Your task
Your task is to extract every line from the material below exactly.
------ Data provided
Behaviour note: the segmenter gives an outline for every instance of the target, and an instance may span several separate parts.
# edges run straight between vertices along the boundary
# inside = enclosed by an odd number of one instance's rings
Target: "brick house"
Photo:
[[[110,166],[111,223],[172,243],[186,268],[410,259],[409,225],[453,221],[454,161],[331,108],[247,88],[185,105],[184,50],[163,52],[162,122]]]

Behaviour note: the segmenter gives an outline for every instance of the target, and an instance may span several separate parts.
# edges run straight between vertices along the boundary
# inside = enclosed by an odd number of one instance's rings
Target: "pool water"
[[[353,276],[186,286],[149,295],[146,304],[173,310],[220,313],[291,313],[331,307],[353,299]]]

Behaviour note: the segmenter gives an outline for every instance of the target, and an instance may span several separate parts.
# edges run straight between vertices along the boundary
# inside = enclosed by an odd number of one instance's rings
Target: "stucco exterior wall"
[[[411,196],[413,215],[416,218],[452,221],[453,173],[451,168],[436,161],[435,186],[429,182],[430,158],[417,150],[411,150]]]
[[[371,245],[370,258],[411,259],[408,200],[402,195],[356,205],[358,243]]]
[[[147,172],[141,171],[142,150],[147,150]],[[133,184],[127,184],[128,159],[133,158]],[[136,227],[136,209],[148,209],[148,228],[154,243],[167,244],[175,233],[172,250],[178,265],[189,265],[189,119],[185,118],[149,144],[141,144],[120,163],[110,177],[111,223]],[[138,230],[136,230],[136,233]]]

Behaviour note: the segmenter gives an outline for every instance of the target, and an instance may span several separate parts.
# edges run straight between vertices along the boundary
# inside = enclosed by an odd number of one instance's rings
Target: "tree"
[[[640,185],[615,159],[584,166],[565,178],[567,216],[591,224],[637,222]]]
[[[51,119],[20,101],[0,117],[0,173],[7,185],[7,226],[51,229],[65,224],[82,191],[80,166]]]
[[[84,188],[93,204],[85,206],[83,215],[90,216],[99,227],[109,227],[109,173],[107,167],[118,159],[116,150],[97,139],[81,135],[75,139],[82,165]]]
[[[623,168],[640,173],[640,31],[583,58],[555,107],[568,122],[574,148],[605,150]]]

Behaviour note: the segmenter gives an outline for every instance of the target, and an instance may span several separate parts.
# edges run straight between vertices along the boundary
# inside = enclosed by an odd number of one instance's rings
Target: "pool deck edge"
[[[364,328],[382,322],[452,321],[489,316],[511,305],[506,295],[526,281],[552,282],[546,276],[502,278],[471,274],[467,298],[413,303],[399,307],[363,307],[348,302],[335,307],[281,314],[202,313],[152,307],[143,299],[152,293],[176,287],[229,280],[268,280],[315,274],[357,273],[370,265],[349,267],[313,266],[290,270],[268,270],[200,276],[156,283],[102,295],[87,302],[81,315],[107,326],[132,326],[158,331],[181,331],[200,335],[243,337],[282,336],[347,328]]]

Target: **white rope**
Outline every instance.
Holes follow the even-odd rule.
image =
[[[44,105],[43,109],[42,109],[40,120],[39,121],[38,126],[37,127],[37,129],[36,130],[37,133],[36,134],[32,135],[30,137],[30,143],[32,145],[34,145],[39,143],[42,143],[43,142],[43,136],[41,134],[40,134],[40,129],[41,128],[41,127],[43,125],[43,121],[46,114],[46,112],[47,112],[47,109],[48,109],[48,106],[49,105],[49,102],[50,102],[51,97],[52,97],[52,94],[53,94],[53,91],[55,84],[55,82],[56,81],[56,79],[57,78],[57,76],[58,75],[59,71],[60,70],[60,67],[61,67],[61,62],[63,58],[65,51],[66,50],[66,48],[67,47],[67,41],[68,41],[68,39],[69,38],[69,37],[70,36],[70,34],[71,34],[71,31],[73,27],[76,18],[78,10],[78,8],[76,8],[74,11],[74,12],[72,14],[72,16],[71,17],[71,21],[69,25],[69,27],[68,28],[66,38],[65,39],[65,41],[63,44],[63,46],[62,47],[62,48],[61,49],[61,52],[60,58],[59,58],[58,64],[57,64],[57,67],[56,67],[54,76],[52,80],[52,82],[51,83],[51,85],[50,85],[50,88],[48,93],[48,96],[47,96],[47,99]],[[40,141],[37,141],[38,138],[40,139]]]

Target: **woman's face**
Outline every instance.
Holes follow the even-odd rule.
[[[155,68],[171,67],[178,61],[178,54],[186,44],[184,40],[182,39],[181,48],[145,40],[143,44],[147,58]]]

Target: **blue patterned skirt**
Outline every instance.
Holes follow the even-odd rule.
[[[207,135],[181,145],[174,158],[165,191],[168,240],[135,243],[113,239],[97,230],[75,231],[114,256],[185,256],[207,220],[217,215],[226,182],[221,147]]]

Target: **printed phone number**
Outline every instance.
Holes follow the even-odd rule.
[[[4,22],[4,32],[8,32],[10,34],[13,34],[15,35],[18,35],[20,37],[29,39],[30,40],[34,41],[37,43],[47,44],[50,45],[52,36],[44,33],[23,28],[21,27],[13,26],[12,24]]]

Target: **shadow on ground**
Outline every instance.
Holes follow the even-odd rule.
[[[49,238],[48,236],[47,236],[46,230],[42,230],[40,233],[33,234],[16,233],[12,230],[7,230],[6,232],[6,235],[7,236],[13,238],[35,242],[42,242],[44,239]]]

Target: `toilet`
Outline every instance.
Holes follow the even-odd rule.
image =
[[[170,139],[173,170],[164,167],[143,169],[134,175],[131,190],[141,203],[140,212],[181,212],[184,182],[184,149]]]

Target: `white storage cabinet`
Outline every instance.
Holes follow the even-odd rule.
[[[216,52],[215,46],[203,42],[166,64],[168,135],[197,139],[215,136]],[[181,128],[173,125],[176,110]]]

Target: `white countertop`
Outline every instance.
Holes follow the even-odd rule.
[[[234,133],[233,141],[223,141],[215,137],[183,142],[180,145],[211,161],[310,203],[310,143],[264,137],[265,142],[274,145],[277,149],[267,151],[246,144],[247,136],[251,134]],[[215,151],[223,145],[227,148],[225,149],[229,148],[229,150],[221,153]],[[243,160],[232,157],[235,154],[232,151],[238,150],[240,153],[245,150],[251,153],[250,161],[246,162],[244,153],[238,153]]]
------------
Complete answer
Behaviour note: the segmenter gives an outline for every instance of the target, and an instance may span several separate parts.
# edges run straight between vertices along the boundary
# inside = enclosed by an odd number of one instance's rings
Target: "brick house"
Photo:
[[[110,166],[111,223],[172,243],[186,268],[410,259],[409,225],[453,221],[454,161],[331,108],[247,88],[185,105],[184,50],[163,52],[162,122]]]

Behaviour note: the segmenter gives an outline for every instance of the target, and an instance may span several separate parts.
# edges run straight between vertices along the boundary
# inside = enclosed by an odd number of one instance's rings
Target: "pool water"
[[[353,276],[186,286],[149,295],[146,304],[173,310],[220,313],[291,313],[331,307],[353,299]]]

Behaviour note: the segmenter gives an outline for every instance of the target, and an instance may span several separate parts.
# edges run straight between vertices along the boundary
# inside = enclosed by an odd number of one instance's rings
Target: "stucco exterior wall"
[[[411,196],[413,215],[416,218],[452,221],[453,173],[451,168],[436,161],[435,186],[429,182],[430,158],[417,150],[411,150]]]
[[[371,245],[370,258],[411,259],[408,200],[402,195],[356,205],[358,243]]]
[[[147,172],[141,171],[142,150],[147,150]],[[133,184],[127,184],[128,159],[133,158]],[[136,227],[136,209],[148,209],[148,228],[154,243],[167,244],[175,233],[172,250],[178,265],[189,265],[189,119],[185,118],[149,144],[141,144],[120,163],[110,177],[111,223]],[[138,230],[136,230],[136,233]]]

Behaviour note: the segmenter gives an outline for every instance of the target, and an instance may span several separate parts.
# edges run straight between vertices along the boundary
# inside = enclosed by an odd number of one instance's rings
Target: "tree"
[[[640,185],[615,159],[584,166],[565,178],[567,216],[591,224],[637,222]]]
[[[51,119],[20,101],[0,117],[0,173],[7,185],[7,226],[51,229],[65,224],[82,191],[80,166]]]
[[[84,188],[93,204],[85,206],[83,215],[90,216],[99,227],[109,227],[109,173],[107,167],[118,159],[116,150],[97,139],[81,135],[75,139],[82,165]]]
[[[623,168],[640,173],[640,31],[583,58],[555,107],[568,122],[574,148],[605,150]]]

Behaviour note: the segmenter gives an outline for every instance of the target, and an instance may span several separate parts.
# edges run straight between vertices along the boundary
# inside = enclosed by an odd number of one instance's rings
Target: "pool deck edge"
[[[364,328],[382,322],[452,321],[489,316],[511,305],[506,295],[526,281],[552,282],[546,276],[502,278],[471,274],[467,298],[413,303],[399,307],[363,307],[348,302],[335,307],[281,314],[202,313],[152,307],[143,299],[152,293],[176,287],[229,280],[268,280],[315,274],[357,273],[370,265],[349,267],[313,266],[290,270],[268,270],[200,276],[156,283],[102,295],[87,302],[81,315],[107,326],[132,326],[158,331],[181,331],[200,335],[243,337],[282,336],[347,328]]]

Target: **white rope**
Outline every instance.
Holes follow the even-odd rule.
image =
[[[44,105],[43,109],[42,109],[40,120],[39,121],[38,126],[37,127],[37,129],[36,130],[37,133],[36,134],[32,135],[30,137],[30,143],[32,145],[34,145],[39,143],[42,143],[43,142],[43,136],[41,134],[40,134],[40,129],[41,128],[41,127],[43,125],[43,121],[46,114],[46,112],[47,112],[47,109],[48,109],[48,106],[49,105],[49,102],[50,102],[51,97],[52,97],[52,94],[53,94],[53,91],[55,84],[55,82],[56,81],[56,79],[57,78],[57,76],[58,75],[59,71],[60,70],[60,67],[61,67],[61,62],[63,58],[65,51],[66,50],[66,48],[67,47],[67,41],[68,41],[68,39],[69,38],[69,37],[70,36],[70,34],[71,34],[71,31],[73,27],[76,18],[78,10],[78,8],[76,8],[74,11],[74,12],[72,14],[72,16],[71,17],[71,21],[69,25],[69,27],[68,28],[66,38],[65,39],[65,41],[63,44],[63,46],[62,47],[62,48],[61,49],[61,52],[60,58],[59,58],[58,64],[57,64],[57,67],[56,67],[54,76],[52,80],[52,82],[51,83],[51,85],[50,85],[50,88],[48,93],[48,96],[47,96],[47,99]],[[40,141],[37,141],[38,138],[40,139]]]

Target: **woman's face**
Outline every instance.
Holes follow the even-odd rule.
[[[155,68],[171,67],[178,61],[178,54],[186,44],[184,40],[182,39],[181,48],[145,40],[143,44],[147,58]]]

Target: **blue patterned skirt**
Outline every instance.
Holes follow the even-odd rule.
[[[207,135],[181,145],[174,158],[165,191],[168,240],[135,243],[113,239],[97,230],[75,231],[114,256],[185,256],[207,220],[217,215],[226,182],[221,147]]]

Target: **printed phone number**
Outline every instance.
Holes follow the even-odd rule.
[[[4,22],[4,32],[8,32],[10,34],[13,34],[15,35],[18,35],[20,37],[29,39],[30,40],[34,41],[37,43],[47,44],[50,45],[52,36],[44,33],[23,28],[21,27],[13,26],[12,24]]]

Target: **shadow on ground**
Outline every instance.
Holes follow the even-odd rule.
[[[49,238],[48,236],[47,236],[46,230],[42,230],[40,233],[33,234],[16,233],[12,230],[7,230],[6,232],[6,235],[7,236],[13,238],[35,242],[42,242],[44,239]]]

Target: `toilet`
Outline every instance.
Holes follow the even-odd rule.
image =
[[[170,139],[173,170],[164,167],[143,169],[134,175],[131,190],[141,203],[140,212],[181,212],[184,182],[184,149]]]

Target: `white storage cabinet`
Outline every instance.
Holes follow the even-odd rule.
[[[216,52],[215,46],[203,42],[166,64],[168,135],[197,139],[215,136]],[[181,128],[173,125],[176,110]]]

Target: `white countertop`
Outline every instance.
Holes follow the even-odd rule.
[[[234,133],[233,141],[223,141],[215,137],[183,142],[180,145],[211,161],[310,203],[310,143],[264,137],[265,142],[274,145],[277,149],[267,151],[246,144],[247,136],[251,134]],[[215,151],[223,145],[227,148],[225,149],[229,148],[229,150],[221,153]],[[243,160],[232,157],[235,154],[232,151],[238,150],[240,153],[245,150],[251,153],[250,161],[246,162],[244,153],[238,153]]]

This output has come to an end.